DATA UNDER STUDY:

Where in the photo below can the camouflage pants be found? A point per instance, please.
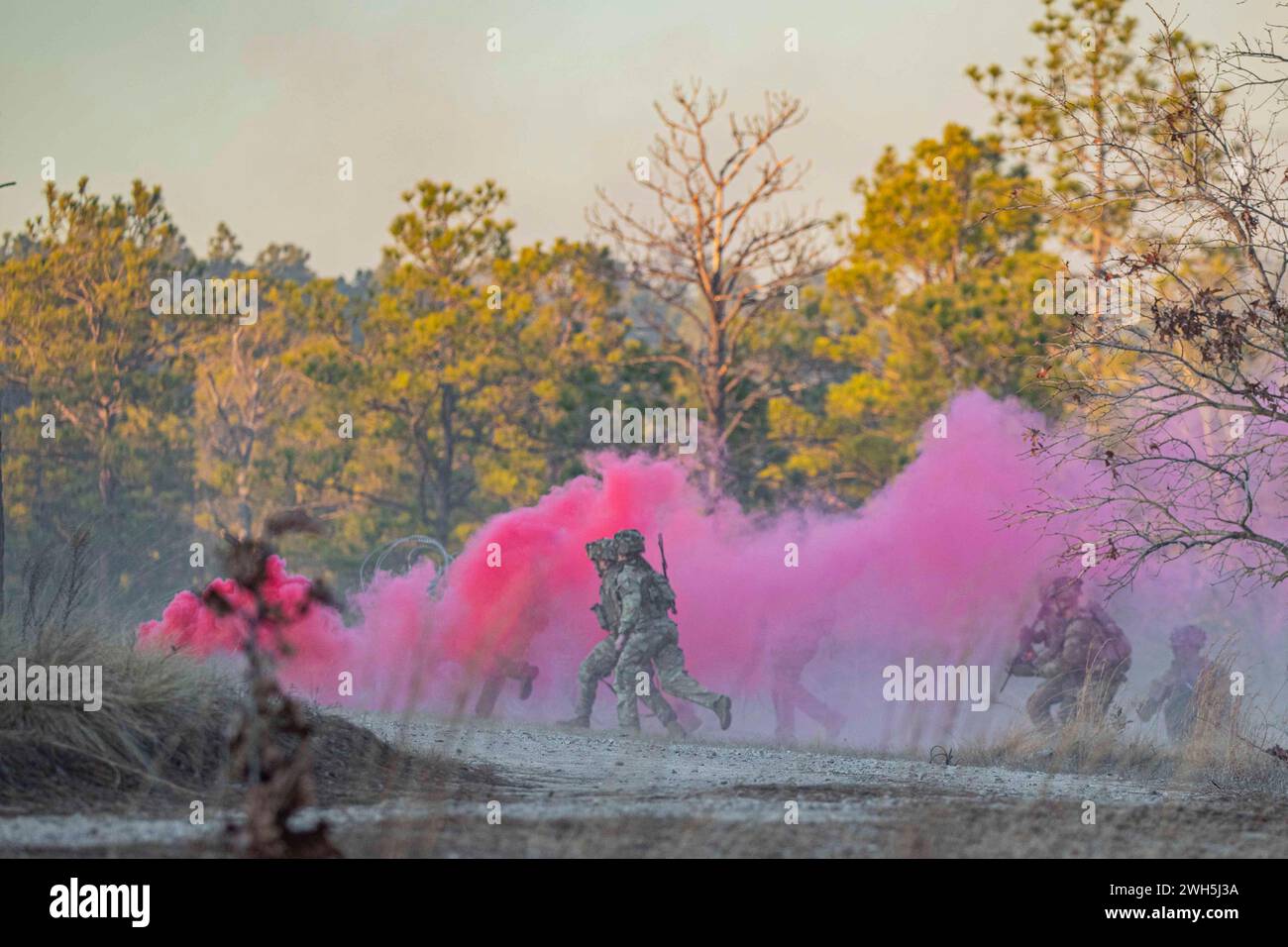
(1064, 689)
(599, 664)
(660, 644)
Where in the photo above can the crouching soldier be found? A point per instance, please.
(1081, 652)
(645, 633)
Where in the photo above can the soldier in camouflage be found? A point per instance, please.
(1078, 648)
(1175, 690)
(645, 633)
(603, 657)
(503, 669)
(789, 656)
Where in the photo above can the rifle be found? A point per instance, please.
(661, 551)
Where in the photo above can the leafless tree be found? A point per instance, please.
(1184, 421)
(719, 252)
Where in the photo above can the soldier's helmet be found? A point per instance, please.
(629, 541)
(1189, 637)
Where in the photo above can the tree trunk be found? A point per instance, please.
(1, 514)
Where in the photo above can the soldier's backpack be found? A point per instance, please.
(1115, 648)
(658, 594)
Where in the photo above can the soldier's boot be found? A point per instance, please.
(526, 677)
(724, 711)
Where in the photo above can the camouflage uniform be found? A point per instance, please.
(644, 599)
(1173, 692)
(1080, 648)
(603, 657)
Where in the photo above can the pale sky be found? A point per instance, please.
(252, 131)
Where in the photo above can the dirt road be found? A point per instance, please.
(568, 792)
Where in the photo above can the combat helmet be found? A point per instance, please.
(597, 551)
(627, 541)
(1189, 637)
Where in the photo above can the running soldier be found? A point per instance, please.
(603, 657)
(503, 669)
(787, 660)
(645, 633)
(1078, 648)
(1175, 690)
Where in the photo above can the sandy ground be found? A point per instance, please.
(575, 792)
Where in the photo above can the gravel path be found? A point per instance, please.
(550, 775)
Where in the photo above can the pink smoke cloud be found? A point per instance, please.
(928, 569)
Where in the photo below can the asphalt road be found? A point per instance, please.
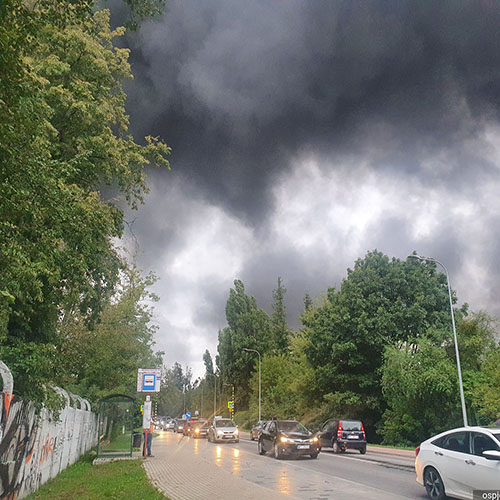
(348, 476)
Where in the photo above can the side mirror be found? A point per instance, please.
(491, 454)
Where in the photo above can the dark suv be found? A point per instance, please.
(342, 434)
(287, 437)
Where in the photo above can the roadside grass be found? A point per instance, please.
(121, 480)
(389, 447)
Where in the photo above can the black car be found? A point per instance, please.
(342, 435)
(287, 437)
(199, 428)
(257, 429)
(179, 425)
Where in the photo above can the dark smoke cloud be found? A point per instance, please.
(246, 91)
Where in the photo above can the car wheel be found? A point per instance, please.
(260, 447)
(277, 452)
(434, 484)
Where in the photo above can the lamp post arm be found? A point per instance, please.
(457, 354)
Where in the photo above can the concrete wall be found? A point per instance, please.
(35, 447)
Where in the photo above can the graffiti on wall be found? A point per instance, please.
(36, 446)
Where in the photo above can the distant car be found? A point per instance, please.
(188, 426)
(199, 428)
(256, 430)
(223, 429)
(287, 437)
(170, 425)
(342, 435)
(459, 461)
(179, 424)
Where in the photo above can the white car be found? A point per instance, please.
(223, 429)
(457, 462)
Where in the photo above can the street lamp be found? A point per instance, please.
(215, 392)
(462, 399)
(258, 353)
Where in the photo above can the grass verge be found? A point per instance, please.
(83, 481)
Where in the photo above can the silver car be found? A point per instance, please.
(223, 429)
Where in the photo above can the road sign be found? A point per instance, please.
(146, 418)
(148, 379)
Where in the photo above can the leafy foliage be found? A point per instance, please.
(381, 302)
(248, 327)
(105, 360)
(280, 333)
(63, 135)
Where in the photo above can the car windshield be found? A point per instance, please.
(351, 425)
(224, 423)
(291, 426)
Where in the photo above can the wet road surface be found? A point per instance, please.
(345, 476)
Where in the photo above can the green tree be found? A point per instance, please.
(209, 366)
(63, 135)
(247, 327)
(104, 360)
(381, 302)
(307, 301)
(420, 386)
(280, 333)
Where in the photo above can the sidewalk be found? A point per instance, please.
(391, 451)
(180, 475)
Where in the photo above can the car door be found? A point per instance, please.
(484, 474)
(452, 458)
(268, 433)
(326, 433)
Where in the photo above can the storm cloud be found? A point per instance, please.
(305, 134)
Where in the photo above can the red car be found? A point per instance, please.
(188, 425)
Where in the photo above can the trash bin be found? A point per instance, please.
(137, 440)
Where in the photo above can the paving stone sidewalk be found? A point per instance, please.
(180, 475)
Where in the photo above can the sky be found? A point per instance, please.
(305, 134)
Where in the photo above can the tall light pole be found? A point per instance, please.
(215, 392)
(184, 394)
(462, 398)
(258, 353)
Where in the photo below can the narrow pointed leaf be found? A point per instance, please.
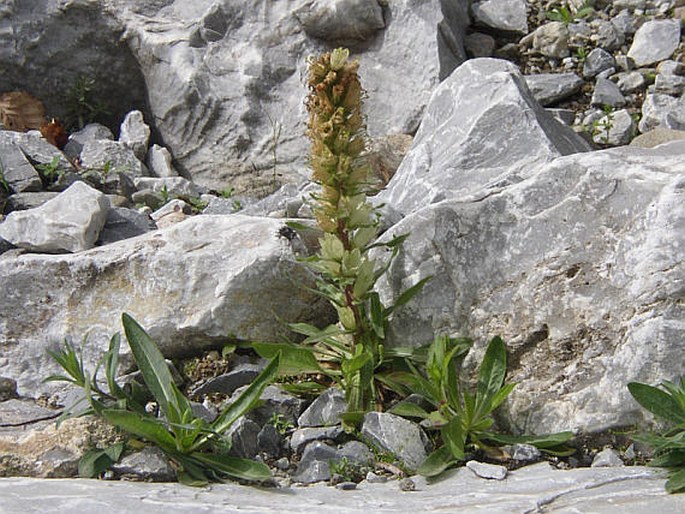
(154, 370)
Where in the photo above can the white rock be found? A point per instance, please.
(192, 285)
(70, 222)
(159, 162)
(655, 41)
(135, 134)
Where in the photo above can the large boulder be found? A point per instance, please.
(482, 130)
(221, 82)
(202, 282)
(579, 268)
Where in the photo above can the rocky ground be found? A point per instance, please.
(612, 73)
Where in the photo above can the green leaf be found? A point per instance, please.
(454, 437)
(437, 462)
(407, 295)
(676, 482)
(155, 371)
(295, 359)
(94, 462)
(247, 399)
(491, 375)
(243, 469)
(658, 402)
(141, 425)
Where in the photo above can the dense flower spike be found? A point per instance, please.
(337, 132)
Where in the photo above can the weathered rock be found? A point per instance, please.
(159, 162)
(616, 128)
(549, 88)
(655, 41)
(122, 223)
(173, 186)
(47, 451)
(24, 201)
(581, 282)
(325, 410)
(607, 458)
(503, 15)
(149, 464)
(551, 40)
(135, 134)
(229, 382)
(663, 111)
(8, 389)
(17, 171)
(314, 466)
(636, 489)
(71, 222)
(607, 93)
(195, 284)
(243, 438)
(485, 470)
(104, 156)
(303, 436)
(596, 62)
(401, 437)
(657, 137)
(516, 131)
(91, 132)
(341, 20)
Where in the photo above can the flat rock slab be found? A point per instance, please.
(537, 488)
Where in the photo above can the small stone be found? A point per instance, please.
(525, 452)
(159, 162)
(607, 458)
(135, 134)
(551, 40)
(325, 410)
(8, 389)
(655, 41)
(489, 471)
(597, 61)
(373, 478)
(346, 486)
(607, 93)
(407, 484)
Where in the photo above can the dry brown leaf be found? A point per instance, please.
(20, 111)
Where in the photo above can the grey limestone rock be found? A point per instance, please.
(159, 162)
(303, 436)
(325, 409)
(485, 470)
(70, 222)
(123, 223)
(607, 93)
(150, 464)
(457, 129)
(341, 20)
(503, 15)
(616, 128)
(103, 155)
(596, 62)
(655, 41)
(551, 40)
(401, 437)
(578, 267)
(607, 458)
(549, 88)
(17, 171)
(211, 277)
(135, 134)
(92, 131)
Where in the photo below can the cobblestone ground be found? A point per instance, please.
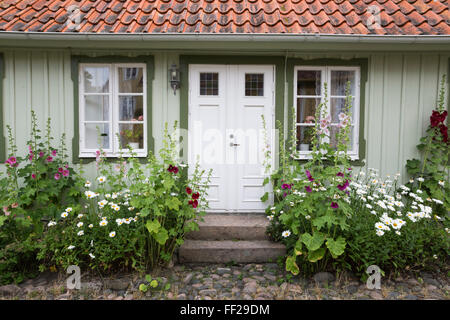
(247, 282)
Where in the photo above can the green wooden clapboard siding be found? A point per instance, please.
(401, 91)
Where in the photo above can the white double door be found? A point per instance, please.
(226, 104)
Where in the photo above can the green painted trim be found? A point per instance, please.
(75, 61)
(362, 63)
(186, 60)
(2, 135)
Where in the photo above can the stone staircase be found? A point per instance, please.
(224, 238)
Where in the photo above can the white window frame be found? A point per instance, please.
(326, 77)
(114, 143)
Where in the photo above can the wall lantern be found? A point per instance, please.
(174, 77)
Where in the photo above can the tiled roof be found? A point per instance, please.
(396, 17)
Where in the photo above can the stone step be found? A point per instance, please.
(206, 251)
(231, 227)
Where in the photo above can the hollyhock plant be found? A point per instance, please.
(316, 209)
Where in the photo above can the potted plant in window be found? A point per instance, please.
(132, 136)
(308, 135)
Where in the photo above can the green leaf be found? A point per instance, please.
(316, 255)
(313, 242)
(162, 236)
(327, 219)
(336, 247)
(153, 226)
(265, 197)
(173, 203)
(2, 220)
(291, 266)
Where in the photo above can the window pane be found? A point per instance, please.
(96, 108)
(338, 106)
(209, 84)
(305, 134)
(309, 82)
(306, 109)
(92, 131)
(131, 108)
(132, 134)
(333, 139)
(131, 80)
(254, 84)
(339, 81)
(96, 79)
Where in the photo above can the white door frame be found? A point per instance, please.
(226, 192)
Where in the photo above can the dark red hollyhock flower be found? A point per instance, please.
(344, 186)
(308, 174)
(444, 131)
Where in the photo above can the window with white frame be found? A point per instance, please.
(309, 92)
(112, 106)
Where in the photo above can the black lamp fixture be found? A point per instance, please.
(174, 77)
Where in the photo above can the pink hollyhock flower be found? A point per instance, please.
(286, 186)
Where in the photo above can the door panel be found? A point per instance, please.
(225, 130)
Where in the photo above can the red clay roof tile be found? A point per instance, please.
(396, 17)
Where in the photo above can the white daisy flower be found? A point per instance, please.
(101, 179)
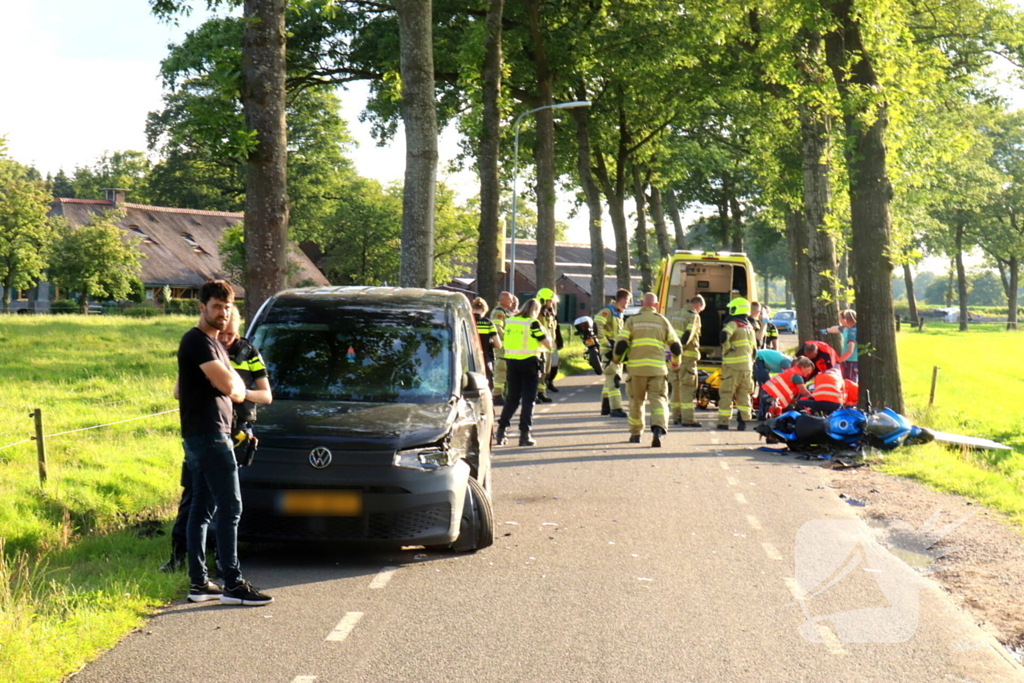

YOUR INSTRUCTIONS:
Extract only the lines from the line containing "Where in the photo above can the white daisy" through the final line of the records; keep both ends and drop every picture.

WRITTEN SOLUTION:
Where in the photo above can the white daisy flower be found? A point per instance, please.
(101, 179)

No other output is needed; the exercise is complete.